§ **REQUIRED ACTIONS**
• A. In the text on ultrafilters and social choice, what statement does Arrow's theorem essentially correspond to?
• B. Name every condition the ultrafilters text uses to define a filter on a set, with the label it gives each one.
• C. Write the next part of the ultrafilters and social choice text, picking up right after its last line.

***** SOURCE DOCUMENT

Ultrafilters and Social Choice

I was somewhat suprised recently to learn that Arrow’s well-known impossibility theorem (which, as many of you will know, states that there is in general no way of aggregating individual preferences into a single ordering satisfying certain natural conditions) fails for infinitely many voters. If anything, shouldn’t it be more difficult to come up with a “fair” voting procedure for an infinite electorate? Well, as it turns out, the answer to this question has to do with an abstract notion often used in topology and model theory, that of an ultrafilter. For those already familiar with this notion, Arrow’s theorem essentially corresponds to the statement that every ultrafilter on a finite set is principal.

Let us first define a more general notion. A filter $\mathcal{F}$ on a set $X$ is a family of subsets of $X$ such that:

$\emptyset\notin \mathcal{F}$ (non-triviality)
$A\in\mathcal{F} ~ \& ~ A\subseteq B \subseteq X \Rightarrow B \in\mathcal{F}$ (superset property)
$A,B\in\mathcal{F} \Rightarrow A\cap B \in\mathcal{F}$ (finite intersection property)

An ultrafilter $\mathcal{F}$ is a filter such that for all $A\subseteq X$ :

$A\in\mathcal{F} \vee X \backslash A\in\mathcal{F}$ (maximality)

**********
***** SUPPLIED DATA

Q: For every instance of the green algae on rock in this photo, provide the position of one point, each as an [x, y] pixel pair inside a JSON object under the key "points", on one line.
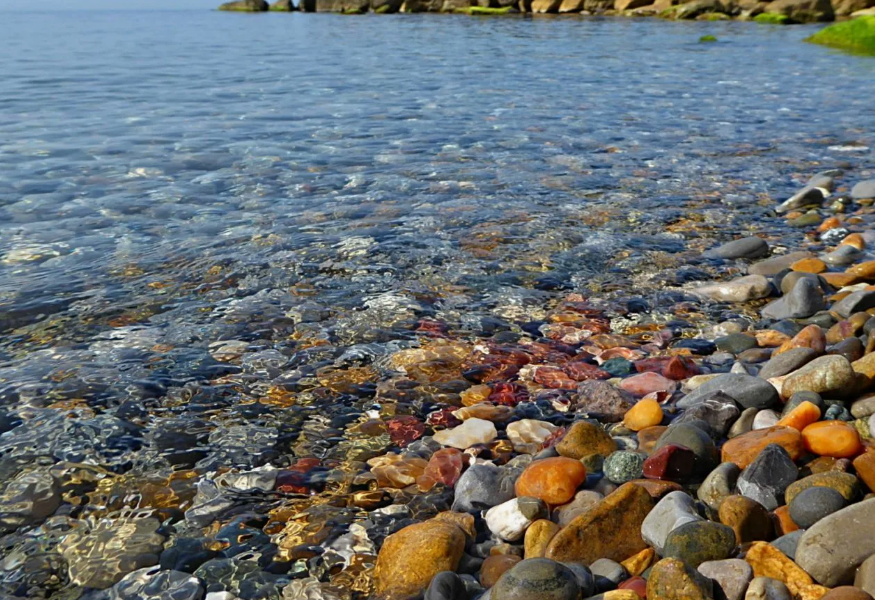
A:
{"points": [[857, 35], [772, 19], [245, 6]]}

**********

§ **ANSWERS FOR THIS EXERCISE**
• A. That every ultrafilter on a finite set is principal.

• B.
- Non-triviality: the empty set is not in the filter.
- Superset property: if A is in the filter and A is a subset of B, which is a subset of X, then B is in the filter.
- Finite intersection property: if A and B are in the filter, then their intersection is in the filter.

• C.
By non-triviality and the finite intersection property, only one of these options can hold, hence every ultrafilter on $X$ is maximal in the sense that it cannot be extended to a larger filter on $X$ . A trivial example of an ultrafilter is provided by the family $\mathcal{F}_a(X)$ of subsets of $X$ which contain a given element $a$ . Such ultrafilters are called “principal”. It is easy to show that every ultrafilter on a finite set is principal. On the other hand, the existence of non-principal ultrafilters (also called “free”) cannot be proven in ZF. Proving their existence requires adding a non-constructive choice principle to the axioms of ZF. In particular, assuming that every filter can be extended to an ultrafilter is equivalent to the Boolean prime ideal theorem, a principle strictly weaker than the Axiom of Choice but still independent of ZF. Applying this to, for example, the filter of cofinite subsets of an infinite set yields a free ultrafilter.

The intuitive interpretation of an (ultra)filter is that it specifies which subsets are to be considered “large”. A property holds for “almost all” elements of a set if the set of elements for which it holds is contained in the relevant (ultra)filter – for example, if its complement is finite. (This is a generalization of the measure-theoretic notion of “almost everywhere”, i.e. on a set of full measure. Indeed, an ultrafilter can be thought of as a finitely additive zero-one measure.) This interpretation suggests a natural connection to social choice theory – if “almost all” voters prefer A to B, we would ideally like to rank A higher than B.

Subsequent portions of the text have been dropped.